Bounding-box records
^^^^
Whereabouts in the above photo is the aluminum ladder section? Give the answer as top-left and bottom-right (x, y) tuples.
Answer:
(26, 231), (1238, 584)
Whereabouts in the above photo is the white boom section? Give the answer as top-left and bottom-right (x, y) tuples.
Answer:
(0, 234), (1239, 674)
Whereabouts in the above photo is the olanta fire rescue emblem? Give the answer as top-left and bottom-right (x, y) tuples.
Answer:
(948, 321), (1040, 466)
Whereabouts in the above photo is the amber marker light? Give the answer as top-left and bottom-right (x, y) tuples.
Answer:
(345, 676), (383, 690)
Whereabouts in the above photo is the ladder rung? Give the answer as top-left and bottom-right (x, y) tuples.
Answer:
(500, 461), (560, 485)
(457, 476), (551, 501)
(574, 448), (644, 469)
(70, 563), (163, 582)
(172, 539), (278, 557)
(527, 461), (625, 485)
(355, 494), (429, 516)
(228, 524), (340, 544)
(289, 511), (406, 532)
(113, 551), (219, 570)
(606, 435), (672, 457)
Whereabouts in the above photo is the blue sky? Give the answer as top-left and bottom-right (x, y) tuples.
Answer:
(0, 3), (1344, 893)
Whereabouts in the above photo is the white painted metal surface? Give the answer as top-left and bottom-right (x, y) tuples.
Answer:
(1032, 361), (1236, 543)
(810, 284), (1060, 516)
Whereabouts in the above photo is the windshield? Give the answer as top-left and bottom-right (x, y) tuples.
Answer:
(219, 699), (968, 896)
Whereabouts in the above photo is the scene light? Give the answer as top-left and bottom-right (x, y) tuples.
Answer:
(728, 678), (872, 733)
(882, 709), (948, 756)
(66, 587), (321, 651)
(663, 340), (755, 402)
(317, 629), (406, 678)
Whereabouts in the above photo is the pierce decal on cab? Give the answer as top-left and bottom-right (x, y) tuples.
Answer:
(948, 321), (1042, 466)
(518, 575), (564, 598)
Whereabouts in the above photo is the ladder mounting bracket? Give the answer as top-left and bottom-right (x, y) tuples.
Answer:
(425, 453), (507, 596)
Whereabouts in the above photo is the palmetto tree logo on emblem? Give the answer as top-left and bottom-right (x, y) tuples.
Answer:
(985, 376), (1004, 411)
^^^^
EXERCISE OBJECTIVE: Write out every item above again, word for word.

THE OUTPUT:
Whereabouts in the above photo is the aluminum ladder section? Give the answer as top-left and bottom-right (x, y) tuples.
Answer:
(26, 231), (1238, 584)
Whereabouts in the above photo is the white boom section? Give the answer as top-left and bottom-right (x, y) tuples.
Answer:
(0, 234), (1239, 674)
Whereabouts in the above photo is the olanta fire rescue emblem? Give the answer as top-left and bottom-right (x, y) tuples.
Answer:
(948, 321), (1040, 466)
Whereabouts in the above photo is the amber marker light? Give the answer as top-left and bottom-right (x, y) tuples.
Answer:
(345, 676), (383, 690)
Whereabouts in the above photo is the ladder rung? Give the answer as top-left and bottom-right (x, y) tuples.
Answer:
(500, 461), (560, 485)
(457, 476), (551, 501)
(574, 448), (644, 469)
(70, 563), (163, 582)
(172, 539), (278, 557)
(527, 461), (625, 485)
(355, 494), (429, 516)
(228, 524), (340, 544)
(289, 511), (406, 532)
(113, 551), (219, 570)
(606, 435), (672, 457)
Whereabouts in the above photo is the blue sky? Give the answer as top-left and bottom-right (x, y) tuples.
Answer:
(0, 3), (1344, 893)
Whereabouts in the above photo is the white painted metal surface? Give the answer as top-left and bottom-right (x, y) tuples.
Answer:
(1032, 361), (1236, 543)
(810, 284), (1060, 516)
Whereabouts in the above photo is the windshield? Give the answer as top-left and bottom-right (x, y) tuples.
Answer:
(219, 699), (968, 896)
Whereabouts in the above photo is the scene light? Give the answer as top-left and bottom-right (x, y) tuples.
Answer:
(728, 678), (872, 733)
(882, 709), (948, 756)
(66, 587), (321, 651)
(663, 340), (755, 402)
(317, 629), (406, 678)
Whereabouts in the above photo is the pierce decal on cab? Give the answer as top-left and bottom-right (x, y) tuples.
Answer:
(948, 321), (1042, 466)
(518, 575), (564, 598)
Whereabouts in the above photo is the ladder mounting bracket? Give the answer as top-left and bottom-right (x, y) tuples.
Answer:
(425, 453), (507, 596)
Whereabouts in the above photo is the palmetto tree logo on emblem? Give the answer as top-left and bottom-right (x, y) tuples.
Answer:
(985, 376), (1004, 411)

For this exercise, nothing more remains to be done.